Copy the following lines word for word, without any changes.

Object position labeling entries:
----
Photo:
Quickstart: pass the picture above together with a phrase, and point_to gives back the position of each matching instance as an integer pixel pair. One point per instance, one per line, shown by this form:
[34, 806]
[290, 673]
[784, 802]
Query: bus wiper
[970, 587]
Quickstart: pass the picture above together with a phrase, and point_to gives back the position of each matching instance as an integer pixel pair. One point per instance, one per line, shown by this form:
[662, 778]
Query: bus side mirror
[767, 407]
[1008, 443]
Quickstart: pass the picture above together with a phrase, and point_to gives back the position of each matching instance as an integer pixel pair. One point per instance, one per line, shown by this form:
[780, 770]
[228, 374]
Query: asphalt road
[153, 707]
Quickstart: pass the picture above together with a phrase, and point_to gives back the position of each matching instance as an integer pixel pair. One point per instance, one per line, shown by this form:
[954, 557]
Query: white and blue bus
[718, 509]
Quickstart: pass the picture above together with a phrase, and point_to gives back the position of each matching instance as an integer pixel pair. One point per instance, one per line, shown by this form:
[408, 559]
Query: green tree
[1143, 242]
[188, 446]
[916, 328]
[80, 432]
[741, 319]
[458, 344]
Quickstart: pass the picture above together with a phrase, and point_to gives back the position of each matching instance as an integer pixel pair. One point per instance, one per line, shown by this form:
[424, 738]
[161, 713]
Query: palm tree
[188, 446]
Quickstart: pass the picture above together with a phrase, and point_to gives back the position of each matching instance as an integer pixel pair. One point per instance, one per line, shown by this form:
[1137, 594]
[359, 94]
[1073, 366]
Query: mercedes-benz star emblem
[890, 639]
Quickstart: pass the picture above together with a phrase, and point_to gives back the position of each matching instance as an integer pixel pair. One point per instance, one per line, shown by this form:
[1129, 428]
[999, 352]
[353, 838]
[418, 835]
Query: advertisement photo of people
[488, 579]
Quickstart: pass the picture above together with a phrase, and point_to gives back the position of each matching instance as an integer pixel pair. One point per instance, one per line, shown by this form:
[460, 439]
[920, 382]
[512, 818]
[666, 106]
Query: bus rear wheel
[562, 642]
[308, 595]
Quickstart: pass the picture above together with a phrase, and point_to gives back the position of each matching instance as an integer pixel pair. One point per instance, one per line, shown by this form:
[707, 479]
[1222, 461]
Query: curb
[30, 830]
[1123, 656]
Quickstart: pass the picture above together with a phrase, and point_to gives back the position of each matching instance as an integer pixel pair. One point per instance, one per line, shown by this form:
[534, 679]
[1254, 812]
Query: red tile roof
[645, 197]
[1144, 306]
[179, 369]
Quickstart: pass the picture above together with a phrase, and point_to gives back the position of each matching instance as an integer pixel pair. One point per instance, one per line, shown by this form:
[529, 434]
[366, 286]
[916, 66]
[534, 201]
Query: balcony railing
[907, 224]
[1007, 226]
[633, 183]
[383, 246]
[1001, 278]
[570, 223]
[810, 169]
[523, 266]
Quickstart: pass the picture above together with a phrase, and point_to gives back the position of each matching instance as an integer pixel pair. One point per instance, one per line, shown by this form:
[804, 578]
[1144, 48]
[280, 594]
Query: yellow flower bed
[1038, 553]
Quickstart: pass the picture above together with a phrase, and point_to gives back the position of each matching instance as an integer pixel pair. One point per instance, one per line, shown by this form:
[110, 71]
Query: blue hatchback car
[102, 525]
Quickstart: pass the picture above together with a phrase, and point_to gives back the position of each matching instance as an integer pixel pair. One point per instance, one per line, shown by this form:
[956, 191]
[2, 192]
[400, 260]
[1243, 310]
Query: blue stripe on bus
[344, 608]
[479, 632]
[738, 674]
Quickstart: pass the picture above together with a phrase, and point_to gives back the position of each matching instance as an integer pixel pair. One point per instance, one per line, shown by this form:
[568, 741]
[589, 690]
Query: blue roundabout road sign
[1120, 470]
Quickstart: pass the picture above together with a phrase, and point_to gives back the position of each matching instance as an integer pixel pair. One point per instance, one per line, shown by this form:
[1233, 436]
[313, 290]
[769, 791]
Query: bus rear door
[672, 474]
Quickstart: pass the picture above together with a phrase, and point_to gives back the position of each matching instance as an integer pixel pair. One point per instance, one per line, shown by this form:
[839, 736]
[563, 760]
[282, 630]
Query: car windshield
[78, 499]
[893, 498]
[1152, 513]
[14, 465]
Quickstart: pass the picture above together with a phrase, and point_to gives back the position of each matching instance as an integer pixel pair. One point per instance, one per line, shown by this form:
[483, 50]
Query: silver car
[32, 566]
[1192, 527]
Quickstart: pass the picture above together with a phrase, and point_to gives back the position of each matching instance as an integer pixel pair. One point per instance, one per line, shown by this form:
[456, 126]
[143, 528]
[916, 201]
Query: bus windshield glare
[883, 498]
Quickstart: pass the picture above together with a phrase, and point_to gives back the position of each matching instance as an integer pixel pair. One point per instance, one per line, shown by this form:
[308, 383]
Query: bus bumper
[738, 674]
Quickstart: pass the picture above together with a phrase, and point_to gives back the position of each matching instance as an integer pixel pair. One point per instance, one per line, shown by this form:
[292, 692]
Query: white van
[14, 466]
----
▶ [SOLUTION TO THIS EXERCISE]
Photo:
Quickstart: pass the picture above together with a phrase, and point_to gives back the position of each matching instance as an integer pixel pair. One point per instance, one per line, shown by this form:
[34, 806]
[290, 673]
[784, 802]
Query: bus wiper
[970, 587]
Quickstart: pass the picture above together with a phrase, and point_to gives back the position of each matching instance as an integer pixel pair. One point per instance, one per line, shown by this form:
[662, 778]
Query: bus side mirror
[767, 407]
[1008, 443]
Quickstart: pass the picture above together with a phrase, and point_to gives back the position of each matching instance as an integer pixel pair. One point per instance, one per line, shown by this form:
[780, 770]
[228, 374]
Query: asphalt road
[153, 707]
Quickstart: pass the picture above together with a phrase, and point_to gives back the position of each matching instance as an integer pixel pair. One point per instance, one per line, shown by this form:
[954, 557]
Query: white and blue bus
[718, 509]
Quickstart: pass the picture above together with a phrase, and point_to gives back the position of each matching instance as an integer pixel pair. One point per instance, one per line, shown by this form:
[408, 559]
Query: green tree
[1143, 242]
[188, 446]
[916, 328]
[80, 432]
[741, 319]
[458, 344]
Quickstart: pass the picture above together with a phrase, and point_to gives back the position of each matching instance as an integer pixel pair. One point per instance, one per line, shown by this form:
[424, 738]
[161, 713]
Query: palm tree
[188, 446]
Quickstart: pass the picture above together with a phrase, and point_to gives back the position of each matching instance as an integer pixel pair. One point per instance, one per line, shown by this form:
[1137, 594]
[359, 94]
[1073, 366]
Query: mercedes-benz star emblem
[890, 639]
Quickstart: pass the picture above together with a phrase, and point_to gives back the position of each matching instance as an integer pixel pair. One point per instance, one per line, shown by this form:
[1129, 428]
[999, 352]
[353, 838]
[418, 835]
Query: advertisement photo of people
[488, 579]
Quickstart: pass the picture above together with a phrase, and point_to gives back the position of each matching instance as an integer pixel pair. One point per instance, one per line, shown by this form:
[460, 439]
[920, 382]
[512, 818]
[666, 106]
Query: bus rear wheel
[562, 642]
[308, 595]
Quickstart: pass the picture above together with a phrase, and point_to gives back the position of each matching instance as an integer pixel pair. One point per instance, one per line, shown by this form:
[707, 479]
[1222, 461]
Query: curb
[30, 830]
[1123, 656]
Quickstart: pass the picture above together with a phrase, and point_to gives back the position of each matching instance as an integer pixel pair. One point per instance, one per line, shown by this form:
[534, 679]
[1254, 812]
Query: red tile roof
[645, 197]
[1144, 306]
[179, 369]
Quickstart: pass the picture above together with a phrase, and point_to gives back the position of each matching instance as an integer pixel pair. One point per instance, one per line, shown by this form:
[529, 434]
[366, 286]
[916, 66]
[534, 201]
Query: balcony railing
[907, 224]
[1007, 226]
[633, 183]
[383, 246]
[1001, 278]
[570, 223]
[810, 169]
[523, 266]
Quickstart: pass the picture above together with a phrase, and point_to gives back the position of each matching instance as an integer pixel pair. One point per instance, one per line, shown by this form:
[804, 578]
[1144, 48]
[280, 594]
Query: yellow flower bed
[1038, 553]
Quickstart: pass the picture above together with a phrase, and point_to gives back the position of each matching instance as an integer pixel pair. One point per instance, one per line, shown by this form:
[110, 71]
Query: blue hatchback car
[102, 525]
Quickstart: pass the picture above together with a phrase, and point_to gives back the position of each matching instance as an integer pixel pair. One point per instance, one per line, shown by this form:
[956, 191]
[2, 192]
[400, 260]
[1243, 310]
Query: blue stripe on bus
[344, 608]
[479, 632]
[738, 674]
Quickstart: pass the picture above together with a phrase, and point_to gives back the position of each matching instance as an integer pixel pair. One point per instance, one per line, shown by this form:
[568, 741]
[589, 690]
Query: blue roundabout road sign
[1120, 470]
Quickstart: pass the picture above together with a phrase, and point_to gives back the position of each matching instance as an integer pixel pair. One point per instance, one per line, shown by this form:
[1233, 436]
[313, 290]
[769, 791]
Query: bus rear door
[672, 474]
Quickstart: pass the picture above together with a phrase, and point_to gives back the position of each matching instance as an integer pixel pair. One point per instance, one per line, shown by this form:
[839, 736]
[563, 760]
[282, 630]
Query: car windshield
[78, 499]
[893, 498]
[1152, 513]
[14, 465]
Quickstart: pass the picture above together with a phrase, and point_to gives back the position of each matching instance as an integer pixel pair. One point per instance, one per line, shown by this form:
[483, 50]
Query: silver car
[32, 566]
[1192, 527]
Quickstart: pass the picture above together with a phrase, and point_to gives back the position of each matching instance as an integer pixel pair. One point per instance, one per line, shown by this form:
[456, 126]
[143, 528]
[916, 201]
Query: bus windshield glare
[883, 498]
Quickstart: pass the picture above together with a phrase, and point_to gives back the position of each matching instance as an integer pixel pair. One point per instance, one per line, shown by this form:
[308, 383]
Query: bus bumper
[738, 674]
Quickstart: pass the picture above together with a phrase, and point_to gives back the position of each matching instance as an integer pixel pair. One point per instance, one per line, shown by this form:
[292, 692]
Query: white van
[14, 466]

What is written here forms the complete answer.